---------- Extract provided ----------

All of lore.kernel.org
 help / color / mirror / Atom feed
* / is no longer Reiser4 :(
@ 2005-11-19 15:15 John Gilmore
  2005-11-21 17:57 ` Hans Reiser
  0 siblings, 1 reply; 7+ messages in thread
From: John Gilmore @ 2005-11-19 15:15 UTC (permalink / raw)
  To: reiserfs-list

Following Han's comment about the deliterious effects of 6% fragmentation, I 
attempted a manual defrag of my hard disk.

While restoring the .tar file, I had nothing better to do than watch it. And a 
good thing too! It got a recurring oops. about every other minute or so, it 
would stop with a long kernel message than mostly scrolled off of the 
screen... I thought those where supposed to show up in a log files somewhere 
if possible, but I can't find it. And it should have been possible, as the 
computer continued to run just fine.

These oopses caused some sort of data corruption - root wouldn't boot properly 
afterwards. So I reformated as ext3 and untarred my root again. That worked 
fine, so I know it wasn't corruption of the tar file.

I took a photograph, and I'll try to type in some of it. Just looking at the 
names of the procudures, it looks like memory pressure made reiser4 flush, 
and then some of the lower level functions tried to allocate memory and 
failed. But since I don't have the top of the oops message, I can't tell.

Wait - I could've stopped the scrolling with ^S, scrolled back with ^pageup, 
and photoed the whole thing! Aaaargghh....

Well, I'm not redoing it right now, I need to be getting to bed.

I may try it again later - but then maybe I'll update to 2.6.14-mm2 with patch 
from namesys first...

Here's the (tail end of the) oops message, sans addresses and offsets because 
I'm feeling lazy and I'm in a hurry:

mempool_alloc+0x3a/0xe0
__split_bio+0x128/0x190
in_drive_list
dm_request
generic_make_request
submit_bio
do_IRQ
reiser4_clear_page_dirty
write_jnodes_to_disk_extent
write_jnode_list
write_fq
flush_current_atom
flush_some_atom
writeout
reiser4_sync_inodes
writeback_inodes
background_writeout
pdflush
__pdflush
pdflush
background_writeout
kthread
kthread
kernel_thread_helper

^ permalink raw reply	[flat|nested] 7+ messages in thread

* Re: / is no longer Reiser4 :(
  2005-11-19 15:15 / is no longer Reiser4 :( John Gilmore
@ 2005-11-21 17:57 ` Hans Reiser
  2005-11-21 19:15   ` Alexander Zarochentsev
  0 siblings, 1 reply; 7+ messages in thread
From: Hans Reiser @ 2005-11-21 17:57 UTC (permalink / raw)

----------

### Exercise task
Carry on the Reiser4 mailing-list thread above, picking up right after its final line.

---------- Entries supplied ----------

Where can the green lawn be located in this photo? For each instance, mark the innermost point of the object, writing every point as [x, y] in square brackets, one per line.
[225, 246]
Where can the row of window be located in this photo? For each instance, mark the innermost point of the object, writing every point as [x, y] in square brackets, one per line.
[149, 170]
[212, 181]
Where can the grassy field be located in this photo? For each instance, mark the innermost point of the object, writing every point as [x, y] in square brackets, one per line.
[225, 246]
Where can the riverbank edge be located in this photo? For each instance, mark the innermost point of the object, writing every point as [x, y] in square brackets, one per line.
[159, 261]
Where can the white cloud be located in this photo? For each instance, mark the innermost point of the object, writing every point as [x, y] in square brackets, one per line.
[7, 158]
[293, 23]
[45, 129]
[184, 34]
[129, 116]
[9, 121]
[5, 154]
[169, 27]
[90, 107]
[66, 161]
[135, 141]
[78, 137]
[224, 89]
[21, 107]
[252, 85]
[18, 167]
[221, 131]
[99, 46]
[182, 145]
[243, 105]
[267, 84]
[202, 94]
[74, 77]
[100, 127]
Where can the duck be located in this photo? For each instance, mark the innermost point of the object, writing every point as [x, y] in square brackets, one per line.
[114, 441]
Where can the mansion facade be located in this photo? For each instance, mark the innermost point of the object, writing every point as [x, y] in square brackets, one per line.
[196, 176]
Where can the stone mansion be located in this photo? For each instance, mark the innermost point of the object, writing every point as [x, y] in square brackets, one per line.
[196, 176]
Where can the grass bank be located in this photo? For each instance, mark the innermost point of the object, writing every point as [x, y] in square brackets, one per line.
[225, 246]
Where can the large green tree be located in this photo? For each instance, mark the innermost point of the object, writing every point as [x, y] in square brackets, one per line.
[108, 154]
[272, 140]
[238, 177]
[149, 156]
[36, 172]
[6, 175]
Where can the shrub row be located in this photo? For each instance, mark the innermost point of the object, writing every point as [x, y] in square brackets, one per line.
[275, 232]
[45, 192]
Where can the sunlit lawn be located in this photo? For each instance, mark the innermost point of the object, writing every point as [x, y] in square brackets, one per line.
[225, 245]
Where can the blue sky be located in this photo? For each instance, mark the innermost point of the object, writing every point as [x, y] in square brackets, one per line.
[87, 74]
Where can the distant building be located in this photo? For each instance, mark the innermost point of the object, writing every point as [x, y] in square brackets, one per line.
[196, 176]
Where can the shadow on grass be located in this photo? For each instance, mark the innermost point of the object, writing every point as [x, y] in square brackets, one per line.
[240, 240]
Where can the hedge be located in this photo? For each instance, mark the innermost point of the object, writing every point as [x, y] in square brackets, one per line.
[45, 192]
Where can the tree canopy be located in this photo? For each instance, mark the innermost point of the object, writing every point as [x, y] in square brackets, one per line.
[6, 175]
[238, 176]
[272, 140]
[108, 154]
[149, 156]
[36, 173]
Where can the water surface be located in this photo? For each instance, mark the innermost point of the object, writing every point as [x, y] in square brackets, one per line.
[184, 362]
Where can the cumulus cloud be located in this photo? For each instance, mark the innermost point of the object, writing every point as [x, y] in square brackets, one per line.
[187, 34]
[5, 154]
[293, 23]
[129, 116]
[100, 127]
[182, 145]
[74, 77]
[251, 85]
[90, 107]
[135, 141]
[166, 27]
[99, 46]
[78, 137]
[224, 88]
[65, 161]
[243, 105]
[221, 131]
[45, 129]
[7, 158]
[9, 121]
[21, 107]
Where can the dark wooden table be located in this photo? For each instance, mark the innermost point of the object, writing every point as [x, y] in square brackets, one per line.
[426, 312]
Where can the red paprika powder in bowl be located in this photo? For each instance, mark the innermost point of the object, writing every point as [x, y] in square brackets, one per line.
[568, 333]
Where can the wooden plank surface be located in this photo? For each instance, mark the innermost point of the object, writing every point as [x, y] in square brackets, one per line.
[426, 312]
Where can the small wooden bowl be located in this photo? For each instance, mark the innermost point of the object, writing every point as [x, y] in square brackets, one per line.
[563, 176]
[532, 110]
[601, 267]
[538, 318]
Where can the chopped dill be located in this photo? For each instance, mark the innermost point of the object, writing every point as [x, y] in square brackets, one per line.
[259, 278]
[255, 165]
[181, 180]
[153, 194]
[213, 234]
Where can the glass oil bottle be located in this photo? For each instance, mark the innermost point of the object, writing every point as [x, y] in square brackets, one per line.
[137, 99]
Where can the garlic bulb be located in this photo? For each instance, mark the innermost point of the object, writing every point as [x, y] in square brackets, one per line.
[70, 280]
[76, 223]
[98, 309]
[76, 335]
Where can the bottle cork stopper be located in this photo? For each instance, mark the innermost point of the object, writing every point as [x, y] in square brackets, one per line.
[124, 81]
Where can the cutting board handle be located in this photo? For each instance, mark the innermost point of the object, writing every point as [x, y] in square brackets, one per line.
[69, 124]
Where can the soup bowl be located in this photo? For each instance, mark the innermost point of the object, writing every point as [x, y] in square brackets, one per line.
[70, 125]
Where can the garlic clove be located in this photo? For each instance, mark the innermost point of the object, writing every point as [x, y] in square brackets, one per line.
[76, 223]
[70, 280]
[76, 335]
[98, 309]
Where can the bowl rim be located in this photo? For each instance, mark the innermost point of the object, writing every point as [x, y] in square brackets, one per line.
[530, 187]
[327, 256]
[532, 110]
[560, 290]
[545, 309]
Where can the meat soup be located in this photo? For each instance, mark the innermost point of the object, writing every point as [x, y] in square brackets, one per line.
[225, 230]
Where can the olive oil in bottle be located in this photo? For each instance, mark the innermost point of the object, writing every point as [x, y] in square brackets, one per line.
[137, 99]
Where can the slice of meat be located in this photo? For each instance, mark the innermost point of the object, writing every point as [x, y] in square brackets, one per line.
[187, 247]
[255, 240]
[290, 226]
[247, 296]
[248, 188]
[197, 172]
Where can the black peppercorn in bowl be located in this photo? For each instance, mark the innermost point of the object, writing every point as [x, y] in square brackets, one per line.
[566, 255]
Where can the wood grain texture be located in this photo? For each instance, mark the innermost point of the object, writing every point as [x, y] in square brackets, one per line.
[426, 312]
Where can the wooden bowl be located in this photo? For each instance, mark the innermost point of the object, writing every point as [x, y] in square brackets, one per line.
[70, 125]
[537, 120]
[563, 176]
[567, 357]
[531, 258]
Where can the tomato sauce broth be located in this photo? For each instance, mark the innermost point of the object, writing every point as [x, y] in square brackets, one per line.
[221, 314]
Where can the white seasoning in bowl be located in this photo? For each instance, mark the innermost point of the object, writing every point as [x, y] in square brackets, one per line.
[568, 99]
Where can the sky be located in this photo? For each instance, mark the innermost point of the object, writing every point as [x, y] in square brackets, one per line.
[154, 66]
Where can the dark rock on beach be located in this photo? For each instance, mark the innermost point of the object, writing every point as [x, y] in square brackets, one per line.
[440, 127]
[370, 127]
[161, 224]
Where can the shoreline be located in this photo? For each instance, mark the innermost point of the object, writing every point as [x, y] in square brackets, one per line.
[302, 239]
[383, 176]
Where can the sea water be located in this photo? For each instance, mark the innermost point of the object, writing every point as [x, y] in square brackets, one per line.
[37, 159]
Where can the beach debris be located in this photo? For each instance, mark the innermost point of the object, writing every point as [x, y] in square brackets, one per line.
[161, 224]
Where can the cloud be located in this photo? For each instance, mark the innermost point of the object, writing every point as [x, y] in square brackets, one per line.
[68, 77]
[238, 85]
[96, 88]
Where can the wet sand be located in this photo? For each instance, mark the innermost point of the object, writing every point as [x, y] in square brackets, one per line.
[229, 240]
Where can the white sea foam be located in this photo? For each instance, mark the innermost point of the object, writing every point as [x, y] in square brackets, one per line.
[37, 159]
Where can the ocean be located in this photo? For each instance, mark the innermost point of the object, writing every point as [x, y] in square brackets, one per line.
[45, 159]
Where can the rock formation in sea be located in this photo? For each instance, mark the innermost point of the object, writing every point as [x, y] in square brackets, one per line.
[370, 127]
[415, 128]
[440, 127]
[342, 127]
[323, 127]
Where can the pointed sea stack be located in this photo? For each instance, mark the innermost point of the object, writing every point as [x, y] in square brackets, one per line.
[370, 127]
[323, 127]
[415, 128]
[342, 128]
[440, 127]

----------

### Reply
  To: Alexander Zarochentcev; +Cc: John Gilmore, reiserfs-list

zam, please look into this.

Hans

John Gilmore wrote:

>Following Han's comment about the deliterious effects of 6% fragmentation, I 
>attempted a manual defrag of my hard disk.
>
>While restoring the .tar file, I had nothing better to do than watch it. And a 
>good thing too! It got a recurring oops. about every other minute or so, it 
>would stop with a long kernel message than mostly scrolled off of the 
>screen... I thought those where supposed to show up in a log files somewhere 
>if possible, but I can't find it. And it should have been possible, as the 
>computer continued to run just fine.
>
>These oopses caused some sort of data corruption - root wouldn't boot properly 
>afterwards. So I reformated as ext3 and untarred my root again. That worked 
>fine, so I know it wasn't corruption of the tar file.
>
>I took a photograph, and I'll try to type in some of it. Just looking at the 
>names of the procudures, it looks like memory pressure made reiser4 flush, 
>and then some of the lower level functions tried to allocate memory and 
>failed. But since I don't have the top of the oops message, I can't tell.
>
>Wait - I could've stopped the scrolling with ^S, scrolled back with ^pageup, 
>and photoed the whole thing! Aaaargghh....
>
>Well, I'm not redoing it right now, I need to be getting to bed.
>
>I may try it again later - but then maybe I'll update to 2.6.14-mm2 with patch 
>from namesys first...
>
>Here's the (tail end of the) oops message, sans addresses and offsets because 
>I'm feeling lazy and I'm in a hurry:
>
>mempool_alloc+0x3a/0xe0
>__split_bio+0x128/0x190
>in_drive_list
>dm_request
>generic_make_request
>submit_bio
>do_IRQ
>reiser4_clear_page_dirty
>write_jnodes_to_disk_extent
>write_jnode_list
>write_fq
>flush_current_atom
>flush_some_atom
>writeout
>reiser4_sync_inodes
>writeback_inodes
>background_writeout
>pdflush
>__pdflush
>pdflush
>background_writeout
>kthread
>kthread
>kernel_thread_helper
>
>
>  
>


^ permalink raw reply	[flat|nested] 7+ messages in thread

* Re: / is no longer Reiser4 :(
  2005-11-21 17:57 ` Hans Reiser
@ 2005-11-21 19:15   ` Alexander Zarochentsev
  2005-11-21 19:23     ` Jake Maciejewski
  2005-11-21 23:17     ` Hans Reiser
  0 siblings, 2 replies; 7+ messages in thread
From: Alexander Zarochentsev @ 2005-11-21 19:15 UTC (permalink / raw)
  To: Hans Reiser; +Cc: John Gilmore, reiserfs-list

Hi

On Monday 21 November 2005 20:57, Hans Reiser wrote:
> zam, please look into this.

>
> Hans
>
> John Gilmore wrote:
> >Following Han's comment about the deliterious effects of 6% fragmentation,
> > I attempted a manual defrag of my hard disk.
> >
> >While restoring the .tar file, I had nothing better to do than watch it.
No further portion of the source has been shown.